STATED PROBLEM: Return each line from the items below that contains the string "cart", treating uppercase and lowercase as different.

ENTRIES SUPPLIED:
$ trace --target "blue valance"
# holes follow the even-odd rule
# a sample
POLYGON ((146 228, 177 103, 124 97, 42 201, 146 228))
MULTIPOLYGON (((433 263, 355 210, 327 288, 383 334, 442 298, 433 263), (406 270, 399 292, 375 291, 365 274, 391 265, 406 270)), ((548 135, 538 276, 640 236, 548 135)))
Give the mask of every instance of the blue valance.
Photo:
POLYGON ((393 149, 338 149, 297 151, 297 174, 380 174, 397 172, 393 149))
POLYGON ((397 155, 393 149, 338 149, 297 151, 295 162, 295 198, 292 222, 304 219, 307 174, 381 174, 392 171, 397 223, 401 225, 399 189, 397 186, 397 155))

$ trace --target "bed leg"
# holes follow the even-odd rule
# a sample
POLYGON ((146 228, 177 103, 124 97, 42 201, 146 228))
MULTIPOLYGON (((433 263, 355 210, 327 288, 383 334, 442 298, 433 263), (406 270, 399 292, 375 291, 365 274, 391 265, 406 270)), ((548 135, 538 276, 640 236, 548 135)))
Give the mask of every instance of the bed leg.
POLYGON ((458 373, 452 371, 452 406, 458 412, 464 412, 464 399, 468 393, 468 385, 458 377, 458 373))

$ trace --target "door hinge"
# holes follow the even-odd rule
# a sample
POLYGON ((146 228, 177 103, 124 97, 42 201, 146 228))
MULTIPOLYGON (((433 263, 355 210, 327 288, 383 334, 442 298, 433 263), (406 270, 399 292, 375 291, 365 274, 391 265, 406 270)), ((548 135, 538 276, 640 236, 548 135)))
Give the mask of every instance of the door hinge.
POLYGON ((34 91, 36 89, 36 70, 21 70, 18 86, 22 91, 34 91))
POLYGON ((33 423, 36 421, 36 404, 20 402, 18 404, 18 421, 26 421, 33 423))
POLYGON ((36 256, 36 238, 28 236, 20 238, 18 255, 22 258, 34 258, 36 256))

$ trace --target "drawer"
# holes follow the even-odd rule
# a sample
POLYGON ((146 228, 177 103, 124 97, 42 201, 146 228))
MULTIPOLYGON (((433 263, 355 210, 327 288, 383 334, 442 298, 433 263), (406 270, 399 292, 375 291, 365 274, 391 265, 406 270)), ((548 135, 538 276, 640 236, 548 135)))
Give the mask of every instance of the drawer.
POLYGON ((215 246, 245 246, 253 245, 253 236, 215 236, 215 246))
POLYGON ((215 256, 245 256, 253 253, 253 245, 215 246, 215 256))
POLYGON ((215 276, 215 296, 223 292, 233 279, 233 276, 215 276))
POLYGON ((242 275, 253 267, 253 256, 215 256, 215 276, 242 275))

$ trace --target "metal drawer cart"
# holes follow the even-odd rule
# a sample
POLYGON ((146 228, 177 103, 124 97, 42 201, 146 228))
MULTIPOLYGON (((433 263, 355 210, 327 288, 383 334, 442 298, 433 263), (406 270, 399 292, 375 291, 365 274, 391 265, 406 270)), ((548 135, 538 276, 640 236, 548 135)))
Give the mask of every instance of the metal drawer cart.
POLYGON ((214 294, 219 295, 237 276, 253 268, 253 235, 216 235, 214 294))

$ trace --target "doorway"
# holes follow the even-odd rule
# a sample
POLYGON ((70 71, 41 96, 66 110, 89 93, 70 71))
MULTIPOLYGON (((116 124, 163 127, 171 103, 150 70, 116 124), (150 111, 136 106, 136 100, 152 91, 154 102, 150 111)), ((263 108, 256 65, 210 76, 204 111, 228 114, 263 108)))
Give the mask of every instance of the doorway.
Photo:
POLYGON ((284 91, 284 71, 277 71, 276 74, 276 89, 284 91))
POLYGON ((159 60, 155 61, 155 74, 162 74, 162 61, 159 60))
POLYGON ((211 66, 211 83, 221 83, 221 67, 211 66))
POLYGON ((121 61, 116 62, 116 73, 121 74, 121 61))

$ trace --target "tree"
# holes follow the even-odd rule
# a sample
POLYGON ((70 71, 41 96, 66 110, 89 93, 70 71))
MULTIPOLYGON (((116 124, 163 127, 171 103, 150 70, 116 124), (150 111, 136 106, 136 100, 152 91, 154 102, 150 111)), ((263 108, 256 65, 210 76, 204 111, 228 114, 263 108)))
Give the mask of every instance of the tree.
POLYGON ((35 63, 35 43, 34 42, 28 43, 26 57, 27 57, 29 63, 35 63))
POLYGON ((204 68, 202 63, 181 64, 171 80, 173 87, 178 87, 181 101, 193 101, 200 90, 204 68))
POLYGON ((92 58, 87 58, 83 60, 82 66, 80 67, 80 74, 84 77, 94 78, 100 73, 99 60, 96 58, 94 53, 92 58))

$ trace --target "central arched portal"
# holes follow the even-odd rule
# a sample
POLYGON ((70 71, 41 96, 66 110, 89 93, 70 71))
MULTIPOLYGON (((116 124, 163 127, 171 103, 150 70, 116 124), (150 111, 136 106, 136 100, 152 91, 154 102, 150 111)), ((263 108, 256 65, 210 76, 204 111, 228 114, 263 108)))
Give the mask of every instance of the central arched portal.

ANSWER FOR THIS EXERCISE:
$ trace --target "metal drawer cart"
Give the mask of every instance of the metal drawer cart.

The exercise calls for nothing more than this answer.